== RECORD EXCERPTS ==
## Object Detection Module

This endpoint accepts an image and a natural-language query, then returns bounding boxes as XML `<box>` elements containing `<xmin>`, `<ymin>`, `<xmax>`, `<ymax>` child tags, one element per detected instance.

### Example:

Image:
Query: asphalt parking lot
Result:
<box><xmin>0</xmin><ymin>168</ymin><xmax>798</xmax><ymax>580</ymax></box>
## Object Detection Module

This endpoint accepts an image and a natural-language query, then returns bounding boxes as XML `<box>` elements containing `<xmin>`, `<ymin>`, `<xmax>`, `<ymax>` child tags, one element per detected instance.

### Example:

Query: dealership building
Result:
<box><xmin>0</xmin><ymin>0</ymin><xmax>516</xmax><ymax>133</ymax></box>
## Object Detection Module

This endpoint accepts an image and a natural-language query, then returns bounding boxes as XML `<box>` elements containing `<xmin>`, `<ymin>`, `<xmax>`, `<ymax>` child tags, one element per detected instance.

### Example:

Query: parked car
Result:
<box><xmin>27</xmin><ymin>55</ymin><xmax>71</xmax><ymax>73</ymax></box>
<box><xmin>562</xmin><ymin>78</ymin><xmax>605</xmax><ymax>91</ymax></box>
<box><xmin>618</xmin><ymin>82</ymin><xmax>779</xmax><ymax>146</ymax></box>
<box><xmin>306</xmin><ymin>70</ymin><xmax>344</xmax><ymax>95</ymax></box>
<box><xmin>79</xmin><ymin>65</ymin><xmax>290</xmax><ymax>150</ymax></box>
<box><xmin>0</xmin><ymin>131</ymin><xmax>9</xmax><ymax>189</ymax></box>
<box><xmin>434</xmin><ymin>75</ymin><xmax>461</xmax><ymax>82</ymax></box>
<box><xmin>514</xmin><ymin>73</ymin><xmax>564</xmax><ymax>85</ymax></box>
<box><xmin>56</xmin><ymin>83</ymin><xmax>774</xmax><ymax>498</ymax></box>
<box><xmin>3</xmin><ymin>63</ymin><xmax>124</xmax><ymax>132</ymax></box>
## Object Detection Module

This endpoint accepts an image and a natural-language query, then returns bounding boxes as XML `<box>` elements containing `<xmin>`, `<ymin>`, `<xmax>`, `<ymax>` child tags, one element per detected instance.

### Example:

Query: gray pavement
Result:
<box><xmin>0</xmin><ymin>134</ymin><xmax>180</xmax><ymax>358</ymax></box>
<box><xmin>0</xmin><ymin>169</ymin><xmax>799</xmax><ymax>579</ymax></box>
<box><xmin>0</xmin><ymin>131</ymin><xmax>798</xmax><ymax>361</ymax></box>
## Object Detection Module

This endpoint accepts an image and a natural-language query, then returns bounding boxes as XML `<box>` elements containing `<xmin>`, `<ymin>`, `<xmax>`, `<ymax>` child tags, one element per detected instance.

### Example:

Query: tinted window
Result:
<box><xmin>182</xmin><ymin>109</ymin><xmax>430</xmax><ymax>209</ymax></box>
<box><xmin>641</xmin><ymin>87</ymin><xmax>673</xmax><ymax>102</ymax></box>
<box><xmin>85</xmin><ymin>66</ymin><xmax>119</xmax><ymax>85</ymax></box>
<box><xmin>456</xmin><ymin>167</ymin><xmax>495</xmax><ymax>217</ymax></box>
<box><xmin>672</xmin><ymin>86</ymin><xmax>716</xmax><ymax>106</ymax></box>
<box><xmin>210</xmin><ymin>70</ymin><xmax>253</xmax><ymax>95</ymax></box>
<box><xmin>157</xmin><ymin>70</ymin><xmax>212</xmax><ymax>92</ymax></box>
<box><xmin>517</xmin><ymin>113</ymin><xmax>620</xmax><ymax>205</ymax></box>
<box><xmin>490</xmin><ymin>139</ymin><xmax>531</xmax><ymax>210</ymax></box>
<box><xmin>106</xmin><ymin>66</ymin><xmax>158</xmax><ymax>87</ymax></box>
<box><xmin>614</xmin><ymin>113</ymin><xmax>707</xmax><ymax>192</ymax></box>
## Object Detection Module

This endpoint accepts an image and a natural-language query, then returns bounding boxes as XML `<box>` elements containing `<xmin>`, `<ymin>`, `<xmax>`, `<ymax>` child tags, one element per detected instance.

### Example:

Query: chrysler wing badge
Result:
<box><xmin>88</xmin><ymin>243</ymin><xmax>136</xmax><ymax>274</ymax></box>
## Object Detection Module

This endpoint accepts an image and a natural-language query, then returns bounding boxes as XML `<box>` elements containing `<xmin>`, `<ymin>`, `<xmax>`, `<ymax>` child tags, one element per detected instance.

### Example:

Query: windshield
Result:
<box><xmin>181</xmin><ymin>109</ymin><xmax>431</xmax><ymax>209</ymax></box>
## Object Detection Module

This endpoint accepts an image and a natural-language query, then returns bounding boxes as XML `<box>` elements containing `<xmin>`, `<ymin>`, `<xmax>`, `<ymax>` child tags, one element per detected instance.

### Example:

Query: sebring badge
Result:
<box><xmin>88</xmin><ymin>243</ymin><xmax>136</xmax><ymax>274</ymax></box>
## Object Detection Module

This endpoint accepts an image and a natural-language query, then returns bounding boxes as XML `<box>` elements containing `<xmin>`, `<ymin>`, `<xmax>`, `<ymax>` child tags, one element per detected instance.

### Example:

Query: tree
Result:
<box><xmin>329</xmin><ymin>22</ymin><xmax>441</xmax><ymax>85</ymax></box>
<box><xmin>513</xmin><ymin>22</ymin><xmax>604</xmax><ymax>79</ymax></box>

== WORK TASK ==
List the lines of the material in which the word "badge" occurs.

== YOUR RESPONSE ==
Query: chrysler wing badge
Query: sebring badge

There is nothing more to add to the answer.